Présenté en clôture des 26es Rendez-vous du cinéma québécois, Adagio pour un gars de bicycle de Pascale Ferland (L'arbre aux branches coupées) est un documentaire lumineux sur la vie d'un passionné de moto, de musique et de cinéma, René Bail. Pour Pascale Ferland, «au-delà d'une leçon de cinéma, René Bail nous livre une leçon d'humanité».

René Bail est un des «remarquables oubliés» du septième art québécois. Figure de proue 100% indépendante du cinéma direct, René Bail marque, avec Les désoeuvrés, en 1950, toute une génération émergente de réalisateurs: voilà pour le cinéma. Brûlé lors d'un accident de moto en 1972, René Bail se retire du monde, et tombe dans l'oubli: voilà pour l'humain.

En 1959, Claude Jutra montre aux «branchés de l'époque» le film qu'a réalisé, seul, sans appui institutionnel, sans école de cinéma, René Bail: un film sur Pinehill et le «vrai monde». C'est un choc pour les réalisateurs de l'époque, et aussi pour l'ONF qui tente, en vain, de l'embaucher comme caméraman.

«René avait une aura mythique. Il faisait du cinéma, mais il en était détaché. C'est un des mentors de Gilles Carle, Jean-Pierre Lefebvre, Jean-Claude Labrecque», raconte Pascale Ferland. L'homme délaisse le cinéma pour la motocyclette, et apparaît parfois, dans les films de ses amis, dans des rôles de motard.

Après son accident, en 1972, René Bail est occulté. C'est par Richard Brouillette que Pascale Ferland le rencontre. Atteint du cancer, René Bail s'éteint lentement. Richard Brouillette lui propose de finir Les désoeuvrés, un film commencé 50 ans plus tôt. «Ça l'a sauvé de la mort», croit Pascale Ferland. Et de l'oubli.

Pascale Ferland propose alors de filmer la fin du montage des Désoeuvrés, et surtout, les retrouvailles du cinéma québécois avec l'un de ses pères. René Bail se laisse convaincre, laisse la jeune femme l'approcher, mais n'en finit pas de lui dicter des règles de conduite.

«Il était insupportable, il n'arrêtait pas de me dire quoi faire. J'ai arrêté le film. Un an plus tard, il m'a rappelée et il m'a dit: je te donne carte blanche. On était en 2004. Je suivais alors le montage des Désoeuvrés. Quand le film est sorti, c'est là que j'ai attaqué un tournage plus intime avec lui», explique Pascale Ferland.

• **Descriptions libres d'objets**
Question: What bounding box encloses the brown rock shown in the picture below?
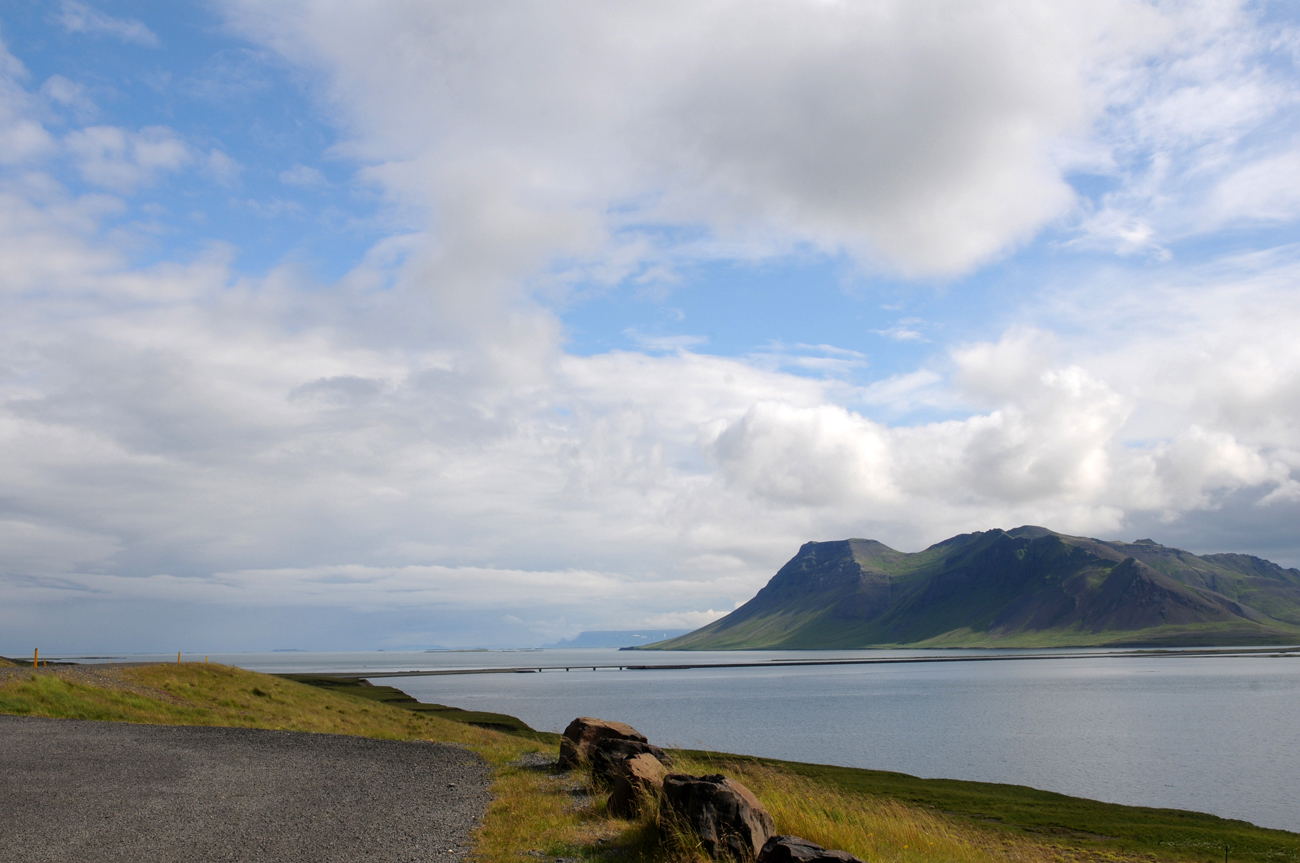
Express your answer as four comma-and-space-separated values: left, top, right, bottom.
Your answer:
559, 716, 646, 769
757, 836, 862, 863
592, 737, 672, 782
663, 773, 776, 860
610, 753, 668, 818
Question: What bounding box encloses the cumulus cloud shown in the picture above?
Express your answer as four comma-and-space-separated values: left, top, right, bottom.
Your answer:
0, 0, 1300, 649
56, 0, 159, 48
220, 0, 1153, 273
64, 126, 191, 192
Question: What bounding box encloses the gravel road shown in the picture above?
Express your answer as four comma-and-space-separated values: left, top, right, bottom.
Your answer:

• **Travail demandé**
D'après l'extrait, par l'intermédiaire de qui Pascale Ferland a-t-elle rencontré René Bail ? Répondez en quelques mots, s'il vous plaît.

• **Résultat obtenu**
Par Richard Brouillette.